*** Opening Data to examine ***

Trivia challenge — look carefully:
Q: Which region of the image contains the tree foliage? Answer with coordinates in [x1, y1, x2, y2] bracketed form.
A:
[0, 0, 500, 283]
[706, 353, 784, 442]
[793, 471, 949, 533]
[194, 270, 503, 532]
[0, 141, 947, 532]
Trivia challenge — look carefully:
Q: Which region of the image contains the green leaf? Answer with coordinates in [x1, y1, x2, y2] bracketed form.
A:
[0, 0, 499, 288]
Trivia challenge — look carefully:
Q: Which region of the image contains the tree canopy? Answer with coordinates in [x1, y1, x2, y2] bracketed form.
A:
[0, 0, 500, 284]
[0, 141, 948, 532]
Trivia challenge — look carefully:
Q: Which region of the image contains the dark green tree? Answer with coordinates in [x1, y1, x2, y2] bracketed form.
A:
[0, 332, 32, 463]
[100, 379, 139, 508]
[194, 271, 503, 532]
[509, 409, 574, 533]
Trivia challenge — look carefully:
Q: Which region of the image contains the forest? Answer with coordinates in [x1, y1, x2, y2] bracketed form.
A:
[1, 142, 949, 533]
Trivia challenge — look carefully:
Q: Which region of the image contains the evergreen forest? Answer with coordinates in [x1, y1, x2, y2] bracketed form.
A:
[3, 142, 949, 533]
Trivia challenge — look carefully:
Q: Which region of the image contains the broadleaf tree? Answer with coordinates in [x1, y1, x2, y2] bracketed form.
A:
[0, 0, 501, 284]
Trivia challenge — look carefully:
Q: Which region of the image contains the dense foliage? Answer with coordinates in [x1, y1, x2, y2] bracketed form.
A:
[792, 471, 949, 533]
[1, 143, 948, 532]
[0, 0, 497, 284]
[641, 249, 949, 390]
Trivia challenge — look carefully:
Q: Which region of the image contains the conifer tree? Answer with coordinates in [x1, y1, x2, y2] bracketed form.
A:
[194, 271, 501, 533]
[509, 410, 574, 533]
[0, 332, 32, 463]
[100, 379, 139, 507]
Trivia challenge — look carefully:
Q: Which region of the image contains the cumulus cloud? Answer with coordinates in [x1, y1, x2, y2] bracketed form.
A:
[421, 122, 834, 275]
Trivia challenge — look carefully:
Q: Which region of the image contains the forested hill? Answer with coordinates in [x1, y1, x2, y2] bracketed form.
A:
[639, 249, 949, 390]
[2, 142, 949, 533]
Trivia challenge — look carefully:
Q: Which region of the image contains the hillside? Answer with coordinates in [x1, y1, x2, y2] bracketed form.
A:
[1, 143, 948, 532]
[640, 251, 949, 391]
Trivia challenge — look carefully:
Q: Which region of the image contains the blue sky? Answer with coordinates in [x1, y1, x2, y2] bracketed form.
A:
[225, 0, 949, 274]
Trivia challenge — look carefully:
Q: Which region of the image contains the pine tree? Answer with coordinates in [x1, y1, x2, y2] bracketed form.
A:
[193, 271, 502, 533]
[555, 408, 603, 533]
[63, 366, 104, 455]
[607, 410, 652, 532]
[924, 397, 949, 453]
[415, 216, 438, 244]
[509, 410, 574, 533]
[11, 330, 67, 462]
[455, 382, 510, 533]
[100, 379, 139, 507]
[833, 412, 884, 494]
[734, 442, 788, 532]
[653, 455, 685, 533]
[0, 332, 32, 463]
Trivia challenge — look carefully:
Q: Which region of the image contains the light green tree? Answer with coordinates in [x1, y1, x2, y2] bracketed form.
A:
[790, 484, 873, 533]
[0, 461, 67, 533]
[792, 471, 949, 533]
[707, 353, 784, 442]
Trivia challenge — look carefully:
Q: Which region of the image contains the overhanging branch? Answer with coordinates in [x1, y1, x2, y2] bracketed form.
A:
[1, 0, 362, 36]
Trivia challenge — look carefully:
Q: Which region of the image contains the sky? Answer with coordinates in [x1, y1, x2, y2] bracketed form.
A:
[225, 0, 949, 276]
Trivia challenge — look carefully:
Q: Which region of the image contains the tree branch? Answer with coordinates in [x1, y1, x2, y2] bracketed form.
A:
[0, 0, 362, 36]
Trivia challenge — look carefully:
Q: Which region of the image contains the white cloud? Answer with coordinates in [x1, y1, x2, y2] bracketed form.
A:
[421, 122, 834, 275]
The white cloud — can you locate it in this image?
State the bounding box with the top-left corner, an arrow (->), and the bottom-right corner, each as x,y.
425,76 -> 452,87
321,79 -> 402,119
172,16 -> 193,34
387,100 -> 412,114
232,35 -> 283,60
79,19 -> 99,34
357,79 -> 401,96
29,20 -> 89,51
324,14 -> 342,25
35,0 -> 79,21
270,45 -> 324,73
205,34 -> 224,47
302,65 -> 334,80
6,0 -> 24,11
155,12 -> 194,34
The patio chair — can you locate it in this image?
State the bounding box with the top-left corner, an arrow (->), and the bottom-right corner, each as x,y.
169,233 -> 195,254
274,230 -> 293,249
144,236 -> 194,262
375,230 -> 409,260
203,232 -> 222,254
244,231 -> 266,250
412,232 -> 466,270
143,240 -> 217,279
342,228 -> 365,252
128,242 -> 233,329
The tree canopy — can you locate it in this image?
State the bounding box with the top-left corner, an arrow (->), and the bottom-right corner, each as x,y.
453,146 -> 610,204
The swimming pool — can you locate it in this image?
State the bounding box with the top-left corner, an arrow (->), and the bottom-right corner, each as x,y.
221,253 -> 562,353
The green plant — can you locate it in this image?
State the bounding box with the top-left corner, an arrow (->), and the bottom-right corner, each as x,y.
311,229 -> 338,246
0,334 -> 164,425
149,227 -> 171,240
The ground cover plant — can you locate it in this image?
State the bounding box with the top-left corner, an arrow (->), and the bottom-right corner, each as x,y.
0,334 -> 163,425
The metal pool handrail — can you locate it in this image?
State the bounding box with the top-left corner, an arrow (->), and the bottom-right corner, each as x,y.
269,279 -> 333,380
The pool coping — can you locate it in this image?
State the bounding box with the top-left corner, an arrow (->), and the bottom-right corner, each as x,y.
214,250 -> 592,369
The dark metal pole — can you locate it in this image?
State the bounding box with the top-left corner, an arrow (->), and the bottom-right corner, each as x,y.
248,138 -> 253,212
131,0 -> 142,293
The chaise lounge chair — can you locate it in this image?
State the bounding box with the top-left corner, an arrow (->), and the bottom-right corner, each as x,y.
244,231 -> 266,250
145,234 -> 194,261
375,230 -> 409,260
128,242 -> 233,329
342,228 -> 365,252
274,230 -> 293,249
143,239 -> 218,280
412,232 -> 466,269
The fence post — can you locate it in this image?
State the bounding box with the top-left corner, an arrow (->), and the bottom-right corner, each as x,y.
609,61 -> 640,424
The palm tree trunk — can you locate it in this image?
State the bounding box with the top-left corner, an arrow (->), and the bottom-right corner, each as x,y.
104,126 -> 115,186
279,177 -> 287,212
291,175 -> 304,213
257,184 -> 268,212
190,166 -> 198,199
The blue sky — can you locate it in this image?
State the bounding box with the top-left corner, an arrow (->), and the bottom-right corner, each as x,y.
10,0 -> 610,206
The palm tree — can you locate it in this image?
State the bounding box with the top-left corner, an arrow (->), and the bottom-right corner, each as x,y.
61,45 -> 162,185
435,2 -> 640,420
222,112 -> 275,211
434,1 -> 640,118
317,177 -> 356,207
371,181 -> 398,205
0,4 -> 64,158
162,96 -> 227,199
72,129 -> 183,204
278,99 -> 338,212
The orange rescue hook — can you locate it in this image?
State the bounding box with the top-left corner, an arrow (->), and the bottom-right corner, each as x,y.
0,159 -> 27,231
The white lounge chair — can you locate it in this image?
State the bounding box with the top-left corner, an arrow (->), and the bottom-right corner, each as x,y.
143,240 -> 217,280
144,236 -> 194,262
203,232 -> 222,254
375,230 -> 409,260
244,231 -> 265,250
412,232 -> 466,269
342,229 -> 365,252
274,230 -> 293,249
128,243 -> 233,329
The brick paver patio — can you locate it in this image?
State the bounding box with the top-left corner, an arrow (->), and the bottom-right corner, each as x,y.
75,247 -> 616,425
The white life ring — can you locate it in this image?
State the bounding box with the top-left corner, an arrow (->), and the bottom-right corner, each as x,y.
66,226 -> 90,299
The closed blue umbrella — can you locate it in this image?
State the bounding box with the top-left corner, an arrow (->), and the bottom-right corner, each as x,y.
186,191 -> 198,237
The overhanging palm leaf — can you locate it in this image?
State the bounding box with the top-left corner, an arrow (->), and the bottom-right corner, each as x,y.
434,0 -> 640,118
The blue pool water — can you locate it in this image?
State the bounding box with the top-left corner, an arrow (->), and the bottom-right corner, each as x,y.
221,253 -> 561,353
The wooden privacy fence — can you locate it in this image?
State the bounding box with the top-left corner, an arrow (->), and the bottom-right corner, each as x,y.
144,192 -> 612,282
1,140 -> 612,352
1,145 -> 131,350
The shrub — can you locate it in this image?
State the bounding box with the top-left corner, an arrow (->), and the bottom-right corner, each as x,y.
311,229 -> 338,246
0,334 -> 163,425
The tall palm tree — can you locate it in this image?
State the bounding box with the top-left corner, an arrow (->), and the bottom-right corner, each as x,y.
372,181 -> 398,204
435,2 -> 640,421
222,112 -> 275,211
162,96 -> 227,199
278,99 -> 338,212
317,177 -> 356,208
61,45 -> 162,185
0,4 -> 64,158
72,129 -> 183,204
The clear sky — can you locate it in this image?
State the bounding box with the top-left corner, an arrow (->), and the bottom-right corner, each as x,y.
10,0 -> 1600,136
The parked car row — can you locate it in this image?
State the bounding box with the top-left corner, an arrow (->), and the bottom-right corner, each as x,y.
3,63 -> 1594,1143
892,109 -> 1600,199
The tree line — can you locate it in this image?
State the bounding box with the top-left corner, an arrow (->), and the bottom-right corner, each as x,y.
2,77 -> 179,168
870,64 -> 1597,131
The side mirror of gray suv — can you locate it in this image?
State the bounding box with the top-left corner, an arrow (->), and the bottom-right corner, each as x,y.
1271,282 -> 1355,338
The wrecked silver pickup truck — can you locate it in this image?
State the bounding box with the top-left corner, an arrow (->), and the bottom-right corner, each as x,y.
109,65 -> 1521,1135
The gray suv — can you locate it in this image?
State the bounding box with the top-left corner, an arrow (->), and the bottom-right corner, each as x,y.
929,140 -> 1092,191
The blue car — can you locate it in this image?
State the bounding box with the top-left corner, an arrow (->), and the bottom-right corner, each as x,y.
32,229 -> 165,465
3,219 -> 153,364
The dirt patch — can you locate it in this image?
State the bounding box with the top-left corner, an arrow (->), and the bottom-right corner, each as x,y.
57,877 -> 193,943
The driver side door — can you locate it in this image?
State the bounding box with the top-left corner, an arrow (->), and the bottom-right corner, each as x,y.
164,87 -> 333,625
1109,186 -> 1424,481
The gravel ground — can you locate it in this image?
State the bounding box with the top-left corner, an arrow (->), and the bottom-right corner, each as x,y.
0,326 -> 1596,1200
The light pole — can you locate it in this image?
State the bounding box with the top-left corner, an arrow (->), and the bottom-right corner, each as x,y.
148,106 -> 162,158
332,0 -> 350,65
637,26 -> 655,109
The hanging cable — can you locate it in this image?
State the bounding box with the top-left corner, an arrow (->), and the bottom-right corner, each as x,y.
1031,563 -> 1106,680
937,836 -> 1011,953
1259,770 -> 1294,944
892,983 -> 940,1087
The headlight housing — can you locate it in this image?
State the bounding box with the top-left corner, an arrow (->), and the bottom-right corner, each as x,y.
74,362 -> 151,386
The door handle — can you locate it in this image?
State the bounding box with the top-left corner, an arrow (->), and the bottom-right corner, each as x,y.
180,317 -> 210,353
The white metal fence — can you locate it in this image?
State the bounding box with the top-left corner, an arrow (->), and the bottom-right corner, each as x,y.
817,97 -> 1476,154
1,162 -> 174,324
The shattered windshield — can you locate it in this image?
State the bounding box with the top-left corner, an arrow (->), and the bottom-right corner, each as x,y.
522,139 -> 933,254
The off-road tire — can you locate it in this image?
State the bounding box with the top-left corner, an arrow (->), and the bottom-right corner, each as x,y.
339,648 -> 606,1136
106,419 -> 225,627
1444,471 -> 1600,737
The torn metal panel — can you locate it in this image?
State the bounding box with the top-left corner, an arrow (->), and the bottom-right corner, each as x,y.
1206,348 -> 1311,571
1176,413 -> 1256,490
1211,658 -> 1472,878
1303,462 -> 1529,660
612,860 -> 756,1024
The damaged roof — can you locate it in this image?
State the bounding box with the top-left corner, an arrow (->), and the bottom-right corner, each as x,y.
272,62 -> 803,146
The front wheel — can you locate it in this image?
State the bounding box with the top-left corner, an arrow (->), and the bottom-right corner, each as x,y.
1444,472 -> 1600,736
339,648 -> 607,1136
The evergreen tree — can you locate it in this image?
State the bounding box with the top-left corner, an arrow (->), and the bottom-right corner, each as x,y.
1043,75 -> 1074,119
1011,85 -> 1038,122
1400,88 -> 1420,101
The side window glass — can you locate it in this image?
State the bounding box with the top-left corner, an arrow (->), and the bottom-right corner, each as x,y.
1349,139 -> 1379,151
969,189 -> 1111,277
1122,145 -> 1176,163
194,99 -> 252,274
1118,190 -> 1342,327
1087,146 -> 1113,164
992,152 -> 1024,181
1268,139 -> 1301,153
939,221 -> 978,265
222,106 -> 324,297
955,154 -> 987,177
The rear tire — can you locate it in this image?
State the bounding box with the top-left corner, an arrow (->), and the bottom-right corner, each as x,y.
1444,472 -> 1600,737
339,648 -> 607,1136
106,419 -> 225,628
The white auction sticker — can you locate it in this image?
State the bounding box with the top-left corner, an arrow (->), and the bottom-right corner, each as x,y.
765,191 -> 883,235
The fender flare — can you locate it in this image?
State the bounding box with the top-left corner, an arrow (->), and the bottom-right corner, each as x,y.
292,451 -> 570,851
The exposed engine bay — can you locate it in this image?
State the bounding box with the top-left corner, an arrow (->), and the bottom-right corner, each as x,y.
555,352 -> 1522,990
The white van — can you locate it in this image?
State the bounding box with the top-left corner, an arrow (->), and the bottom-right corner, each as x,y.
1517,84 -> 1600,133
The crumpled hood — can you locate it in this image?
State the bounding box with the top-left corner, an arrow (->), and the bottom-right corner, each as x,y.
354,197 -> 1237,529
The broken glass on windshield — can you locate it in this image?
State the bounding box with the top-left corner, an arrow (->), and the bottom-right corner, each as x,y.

*** Closing Data to examine ***

- **Task instructions**
In the data above, retype exactly and only the lines between the one holding "The rear tire" and the one holding "The exposed engine", inclusive.

- **Result for this exercise**
The rear tire — can you locate it in this image?
State the bounding box with the top-left corner, an arrow (->), and the bottom-right corner, each as x,y.
1444,472 -> 1600,737
339,648 -> 607,1136
106,419 -> 225,628
The white auction sticker — can you locate it in this image?
State the bounding box with the top-left corner, an arrow (->), and the bottom-right corner, each as x,y.
765,191 -> 883,235
The fender flare — can you locate it in this image?
State the bounding box with the top-left corner, an arrow (->), and the bottom-right corner, each as x,y.
292,451 -> 570,851
The exposed engine bay — can you locate it in this image?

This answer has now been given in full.